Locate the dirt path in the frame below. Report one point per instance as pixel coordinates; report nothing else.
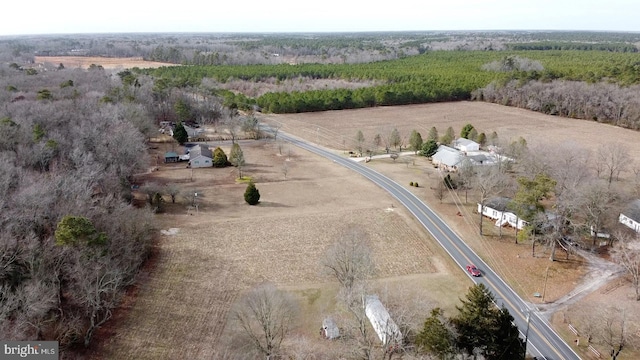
(600, 272)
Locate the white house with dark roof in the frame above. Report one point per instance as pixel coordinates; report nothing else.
(447, 158)
(630, 217)
(466, 145)
(497, 209)
(200, 156)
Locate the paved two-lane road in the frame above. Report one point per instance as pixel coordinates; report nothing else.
(543, 342)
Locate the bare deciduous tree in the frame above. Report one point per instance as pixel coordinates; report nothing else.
(265, 316)
(612, 159)
(489, 181)
(349, 259)
(627, 253)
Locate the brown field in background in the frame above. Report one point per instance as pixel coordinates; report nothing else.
(227, 247)
(83, 62)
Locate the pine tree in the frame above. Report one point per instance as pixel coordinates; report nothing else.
(416, 141)
(180, 134)
(252, 195)
(219, 158)
(466, 130)
(435, 338)
(482, 326)
(433, 134)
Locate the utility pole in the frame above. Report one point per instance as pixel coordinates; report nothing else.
(544, 289)
(526, 333)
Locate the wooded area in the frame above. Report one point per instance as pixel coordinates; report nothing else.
(72, 241)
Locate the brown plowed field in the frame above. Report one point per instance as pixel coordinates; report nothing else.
(227, 246)
(83, 62)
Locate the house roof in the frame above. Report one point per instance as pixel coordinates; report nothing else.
(200, 150)
(498, 203)
(465, 142)
(633, 210)
(448, 156)
(381, 321)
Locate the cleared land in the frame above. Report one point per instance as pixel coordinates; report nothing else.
(83, 62)
(227, 246)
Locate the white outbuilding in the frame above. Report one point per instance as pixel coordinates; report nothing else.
(387, 330)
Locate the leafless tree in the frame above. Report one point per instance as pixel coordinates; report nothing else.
(626, 252)
(616, 331)
(596, 202)
(349, 260)
(173, 190)
(489, 181)
(439, 189)
(265, 316)
(612, 159)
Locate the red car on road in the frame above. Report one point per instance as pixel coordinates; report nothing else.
(473, 270)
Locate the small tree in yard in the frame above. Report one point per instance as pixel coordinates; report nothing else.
(429, 148)
(180, 134)
(219, 158)
(265, 316)
(252, 195)
(416, 141)
(236, 156)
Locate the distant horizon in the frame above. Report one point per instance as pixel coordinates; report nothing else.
(331, 16)
(322, 32)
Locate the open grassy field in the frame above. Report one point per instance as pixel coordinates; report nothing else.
(228, 247)
(183, 308)
(83, 62)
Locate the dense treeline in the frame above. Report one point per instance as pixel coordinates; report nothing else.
(603, 102)
(550, 45)
(431, 77)
(71, 240)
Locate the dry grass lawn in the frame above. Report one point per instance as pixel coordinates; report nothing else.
(83, 62)
(227, 247)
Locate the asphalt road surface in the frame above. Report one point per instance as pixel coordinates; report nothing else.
(543, 342)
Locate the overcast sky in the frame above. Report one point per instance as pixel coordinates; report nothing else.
(115, 16)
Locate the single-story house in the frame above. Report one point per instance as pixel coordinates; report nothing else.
(200, 156)
(497, 209)
(630, 217)
(193, 133)
(171, 156)
(330, 329)
(387, 330)
(447, 158)
(466, 145)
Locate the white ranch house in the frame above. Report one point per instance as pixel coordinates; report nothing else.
(466, 145)
(630, 217)
(386, 329)
(496, 209)
(200, 156)
(447, 158)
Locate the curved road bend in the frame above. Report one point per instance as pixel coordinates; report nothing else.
(543, 342)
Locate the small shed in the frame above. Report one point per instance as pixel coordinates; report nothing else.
(200, 156)
(330, 329)
(387, 330)
(630, 217)
(170, 157)
(447, 158)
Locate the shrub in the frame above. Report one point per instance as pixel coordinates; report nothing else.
(219, 158)
(252, 195)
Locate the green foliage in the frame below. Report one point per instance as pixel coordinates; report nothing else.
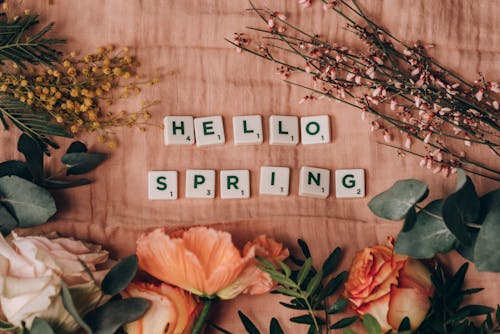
(449, 315)
(462, 221)
(24, 199)
(120, 276)
(309, 289)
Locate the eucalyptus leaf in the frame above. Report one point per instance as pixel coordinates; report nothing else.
(120, 276)
(248, 324)
(461, 208)
(40, 326)
(7, 221)
(106, 319)
(487, 245)
(70, 307)
(82, 162)
(428, 236)
(274, 327)
(33, 153)
(29, 203)
(17, 168)
(394, 203)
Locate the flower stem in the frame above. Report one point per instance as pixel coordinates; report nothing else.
(200, 321)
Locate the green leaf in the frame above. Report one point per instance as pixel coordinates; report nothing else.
(460, 208)
(304, 271)
(314, 283)
(106, 319)
(70, 307)
(331, 261)
(7, 221)
(17, 168)
(305, 249)
(29, 203)
(274, 327)
(248, 324)
(81, 163)
(428, 236)
(487, 245)
(344, 322)
(120, 276)
(77, 147)
(40, 326)
(371, 324)
(339, 306)
(33, 153)
(394, 203)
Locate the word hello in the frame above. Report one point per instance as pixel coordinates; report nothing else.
(283, 130)
(235, 184)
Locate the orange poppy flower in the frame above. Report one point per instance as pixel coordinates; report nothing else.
(172, 310)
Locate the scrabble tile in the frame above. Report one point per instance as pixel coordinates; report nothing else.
(350, 183)
(315, 129)
(234, 184)
(200, 183)
(283, 130)
(162, 185)
(314, 182)
(274, 180)
(178, 130)
(209, 131)
(247, 129)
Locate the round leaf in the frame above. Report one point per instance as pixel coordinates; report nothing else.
(120, 276)
(394, 203)
(29, 203)
(107, 318)
(487, 249)
(428, 236)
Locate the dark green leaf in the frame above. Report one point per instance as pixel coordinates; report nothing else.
(333, 285)
(7, 221)
(70, 307)
(248, 324)
(487, 245)
(274, 327)
(331, 262)
(338, 306)
(120, 276)
(106, 319)
(33, 153)
(410, 219)
(77, 147)
(304, 271)
(428, 236)
(40, 326)
(461, 208)
(29, 203)
(404, 325)
(17, 168)
(305, 249)
(344, 322)
(63, 184)
(314, 283)
(394, 203)
(371, 324)
(81, 163)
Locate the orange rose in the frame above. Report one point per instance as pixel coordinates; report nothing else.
(389, 286)
(204, 261)
(172, 310)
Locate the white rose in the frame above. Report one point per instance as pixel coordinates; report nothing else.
(32, 270)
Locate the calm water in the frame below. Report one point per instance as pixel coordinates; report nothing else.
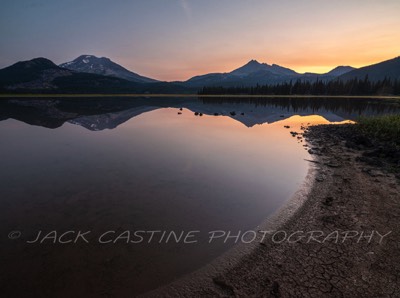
(113, 167)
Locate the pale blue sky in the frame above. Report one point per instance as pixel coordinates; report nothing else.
(176, 39)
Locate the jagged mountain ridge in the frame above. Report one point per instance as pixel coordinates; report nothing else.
(104, 66)
(254, 73)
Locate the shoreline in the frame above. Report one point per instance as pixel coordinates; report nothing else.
(189, 95)
(345, 194)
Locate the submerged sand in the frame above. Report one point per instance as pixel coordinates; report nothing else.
(338, 237)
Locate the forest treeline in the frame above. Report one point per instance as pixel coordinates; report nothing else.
(319, 87)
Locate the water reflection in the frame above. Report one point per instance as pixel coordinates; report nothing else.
(145, 168)
(108, 113)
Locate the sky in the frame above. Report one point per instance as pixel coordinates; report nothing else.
(177, 39)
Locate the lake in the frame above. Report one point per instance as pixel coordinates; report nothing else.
(118, 196)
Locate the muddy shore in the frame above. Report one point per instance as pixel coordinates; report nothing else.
(342, 240)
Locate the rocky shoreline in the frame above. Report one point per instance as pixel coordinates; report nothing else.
(343, 241)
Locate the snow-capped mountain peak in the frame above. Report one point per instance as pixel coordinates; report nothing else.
(104, 66)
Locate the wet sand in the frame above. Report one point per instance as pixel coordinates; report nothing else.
(344, 224)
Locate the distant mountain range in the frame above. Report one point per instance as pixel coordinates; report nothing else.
(90, 74)
(104, 66)
(254, 73)
(41, 75)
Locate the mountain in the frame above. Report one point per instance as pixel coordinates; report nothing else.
(380, 71)
(254, 73)
(41, 75)
(104, 66)
(340, 70)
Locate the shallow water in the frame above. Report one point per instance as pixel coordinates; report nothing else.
(112, 168)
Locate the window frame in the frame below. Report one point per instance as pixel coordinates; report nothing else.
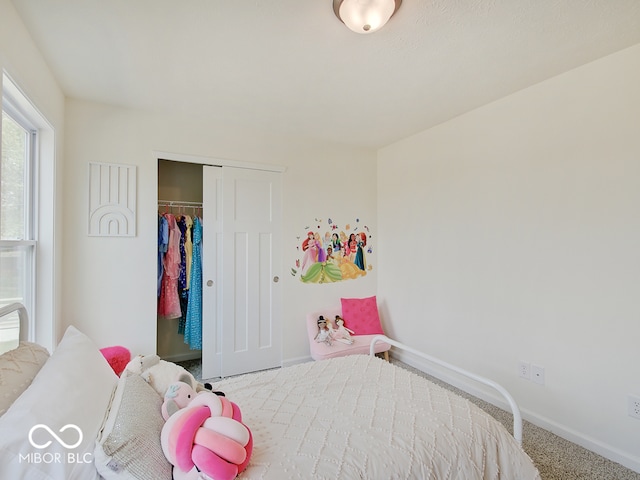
(42, 211)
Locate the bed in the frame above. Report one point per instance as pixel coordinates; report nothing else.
(349, 417)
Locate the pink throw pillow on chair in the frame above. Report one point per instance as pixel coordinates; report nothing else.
(361, 315)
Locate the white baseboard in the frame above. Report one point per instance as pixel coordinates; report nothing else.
(623, 458)
(294, 361)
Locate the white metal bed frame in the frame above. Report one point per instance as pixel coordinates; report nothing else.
(515, 410)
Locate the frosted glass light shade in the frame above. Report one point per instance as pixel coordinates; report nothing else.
(365, 16)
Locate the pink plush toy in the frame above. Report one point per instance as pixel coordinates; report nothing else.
(204, 433)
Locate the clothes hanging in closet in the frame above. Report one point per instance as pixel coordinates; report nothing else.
(169, 301)
(193, 326)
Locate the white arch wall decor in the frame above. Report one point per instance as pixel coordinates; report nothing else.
(112, 200)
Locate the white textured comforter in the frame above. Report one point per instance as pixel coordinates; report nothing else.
(361, 417)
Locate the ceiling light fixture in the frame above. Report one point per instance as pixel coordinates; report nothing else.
(365, 16)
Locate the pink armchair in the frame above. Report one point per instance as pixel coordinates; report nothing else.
(360, 345)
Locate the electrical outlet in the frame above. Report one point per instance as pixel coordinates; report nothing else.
(524, 370)
(634, 406)
(537, 374)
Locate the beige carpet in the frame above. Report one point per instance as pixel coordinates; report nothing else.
(555, 457)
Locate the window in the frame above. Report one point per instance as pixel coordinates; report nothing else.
(17, 239)
(27, 209)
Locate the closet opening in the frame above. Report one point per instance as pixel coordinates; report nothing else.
(180, 186)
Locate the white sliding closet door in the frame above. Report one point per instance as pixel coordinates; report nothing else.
(241, 264)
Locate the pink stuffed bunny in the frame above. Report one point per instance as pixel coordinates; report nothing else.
(203, 433)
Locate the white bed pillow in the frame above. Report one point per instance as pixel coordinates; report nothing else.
(18, 368)
(74, 387)
(128, 447)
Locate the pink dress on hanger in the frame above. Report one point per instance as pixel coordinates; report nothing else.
(169, 302)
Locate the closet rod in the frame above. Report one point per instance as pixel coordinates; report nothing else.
(172, 203)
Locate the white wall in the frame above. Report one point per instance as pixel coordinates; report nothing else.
(23, 63)
(512, 233)
(109, 283)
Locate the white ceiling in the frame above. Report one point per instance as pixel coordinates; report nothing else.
(291, 67)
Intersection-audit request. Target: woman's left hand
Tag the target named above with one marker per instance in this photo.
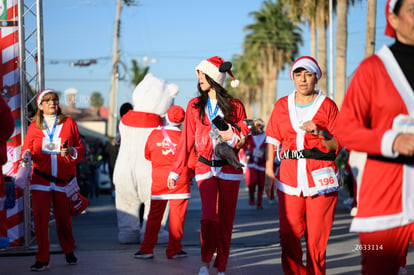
(228, 134)
(67, 151)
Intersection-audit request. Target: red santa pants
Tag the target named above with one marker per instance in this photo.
(312, 216)
(178, 211)
(383, 252)
(41, 215)
(255, 178)
(218, 206)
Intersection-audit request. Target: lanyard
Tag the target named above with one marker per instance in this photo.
(168, 139)
(51, 134)
(212, 114)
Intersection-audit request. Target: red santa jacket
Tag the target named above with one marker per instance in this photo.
(255, 149)
(377, 94)
(294, 175)
(55, 165)
(196, 133)
(162, 156)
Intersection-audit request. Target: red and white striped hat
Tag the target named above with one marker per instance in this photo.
(309, 64)
(42, 94)
(389, 8)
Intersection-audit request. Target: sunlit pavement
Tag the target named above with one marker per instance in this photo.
(255, 244)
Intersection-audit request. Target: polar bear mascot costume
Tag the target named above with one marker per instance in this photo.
(132, 173)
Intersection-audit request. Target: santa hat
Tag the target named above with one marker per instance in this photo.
(309, 64)
(42, 94)
(216, 68)
(175, 115)
(389, 8)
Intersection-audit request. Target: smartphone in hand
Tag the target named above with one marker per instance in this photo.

————————

Assignment: Search the preceding listing for "santa", then copy every line that holds it.

Result for this exercise:
Intersection-audit request. Target: red santa pants
Intersection-audit request. Target: red santa jacket
Intersection-audit request. Target: santa hat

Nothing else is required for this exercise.